▸ **Instructions**
• a. According to the faculty research news post, what are the three most frequent research topics?
• b. Continue the faculty research news post from its final sentence.

▸ **Extract provided**
□ □ □

Posted by Faculty of Management on May 2, 2023 in Research

2022 was a year of research successes for the Faculty of Management, says Wiesława Dominika Wranik, associate dean (research). The Faculty’s 2022 Research in Review report was released this week, compiling publications from 48Management researchers.

A graph shows the 10 most frequent research topics. The top three are business, environmental science and social sciences.
Researchers in the faculty of Management do cross-disciplinary issue-centred research that tackles complex multidimensional problems.


The metrics collected for the report show what kind of funding researchers receive and where they get published


“Publishing is just one aspect of the work we do,” says Dr. Wranik. “Our research activities also include training of new research talent at the graduate and undergraduate levels, competing for research funding, broadcasting our research to the world, and working on connections with communities and partners for whom we aim to create positive change.”

That change, or impact as Dr. Wranik calls it, can be difficult to capture. And even though she's wary of isolating several projects to represent the entire faculty, she points to several in which impact is easily discerned.

□ □ □

▸ **Data listing**
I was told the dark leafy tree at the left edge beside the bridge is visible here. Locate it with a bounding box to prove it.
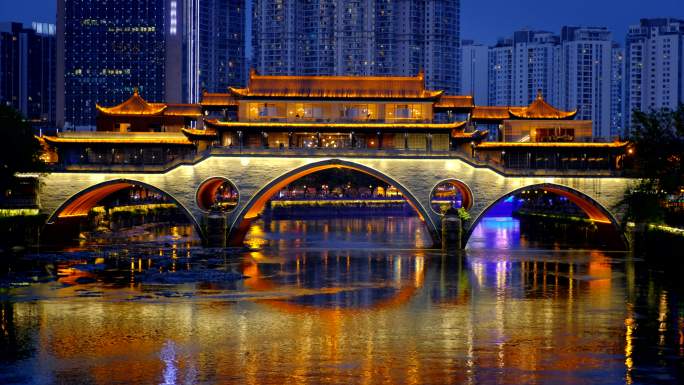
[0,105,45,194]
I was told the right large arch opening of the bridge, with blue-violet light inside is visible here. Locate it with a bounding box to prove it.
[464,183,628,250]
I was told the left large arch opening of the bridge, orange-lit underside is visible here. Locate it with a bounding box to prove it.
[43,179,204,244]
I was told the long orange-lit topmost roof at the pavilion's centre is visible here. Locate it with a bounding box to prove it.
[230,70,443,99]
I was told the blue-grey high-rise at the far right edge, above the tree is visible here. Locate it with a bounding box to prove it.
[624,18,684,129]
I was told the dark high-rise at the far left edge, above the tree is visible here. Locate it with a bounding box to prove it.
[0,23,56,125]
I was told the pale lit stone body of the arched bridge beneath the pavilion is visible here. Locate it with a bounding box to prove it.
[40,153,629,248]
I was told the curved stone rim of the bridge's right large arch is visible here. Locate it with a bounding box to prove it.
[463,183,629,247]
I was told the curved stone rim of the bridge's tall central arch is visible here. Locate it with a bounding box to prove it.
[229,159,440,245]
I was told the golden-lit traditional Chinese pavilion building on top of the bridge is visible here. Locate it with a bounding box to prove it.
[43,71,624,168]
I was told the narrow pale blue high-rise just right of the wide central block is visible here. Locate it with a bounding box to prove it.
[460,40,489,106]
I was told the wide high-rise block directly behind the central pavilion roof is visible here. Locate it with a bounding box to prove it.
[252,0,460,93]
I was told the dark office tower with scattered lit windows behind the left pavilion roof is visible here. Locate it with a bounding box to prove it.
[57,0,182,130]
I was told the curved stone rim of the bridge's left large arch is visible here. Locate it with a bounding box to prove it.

□ □ □

▸ **Results for the exercise**
• a. Business, environmental science and social sciences.

• b.
Improving workplace culture

Dr. Dana Kabat-Farr researches workplace dynamics, including the concept of selective incivility, an insidious form of discrimination that differs from harassment because it focuses on ambiguous behaviours that are easily downplayed as oversights. She has worked directly with the Canadian Department of National Defence and the US Department of the Navy, as well as human resource practices aimed at improving workplace culture and retention. Her work is published in top-tier journals, and she was recognized with the 2022 President’s Research Excellence Award (Research Impact).

Developing a source for respectful terminology

Dr. Stacy Allison-Cassin’s project Linked data tools and Indigenous terminologies was recognized with Dalhousie’s 2022 Belong Research Fellowship. It is part of a larger Respectful Indigenous Terminologies Platform Project that aims to create a permanent and sustainable online platform that will be a dynamic, multilingual source for terminology and vocabulary sets that can be applied to Indigenous peoples, places, heritage, tradition, knowledge, and cultures. The Belong Fellowship project focuses on the assessment of existing linked data tools for viability for use in the larger project.

Increasing Indigenous People’s influence on policies and projects

Dr. Sherry Pictou, along with four co-principal investigators, was awarded a New Frontiers Research Fund in the amount of $24 million to address issues such as food security, human–wildlife management, and the decolonization of science. Their project, titled Ărramăt, is a co-creation that involves more than 150 Indigenous organizations, universities, and other partners across 70 ecosystems around the world that are spiritually, culturally, and economically important to Indigenous peoples.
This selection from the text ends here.